All entries must be set down once more, precisely as given.

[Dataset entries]

+ + + +

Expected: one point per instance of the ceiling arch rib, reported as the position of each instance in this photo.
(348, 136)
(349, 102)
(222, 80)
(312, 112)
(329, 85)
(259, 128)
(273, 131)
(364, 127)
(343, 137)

+ + + +

## Expected answer
Expected: one point per instance of the ceiling arch rib, reported as the position of each instance in this photo.
(348, 136)
(349, 102)
(222, 80)
(312, 112)
(329, 85)
(259, 128)
(273, 131)
(364, 127)
(343, 137)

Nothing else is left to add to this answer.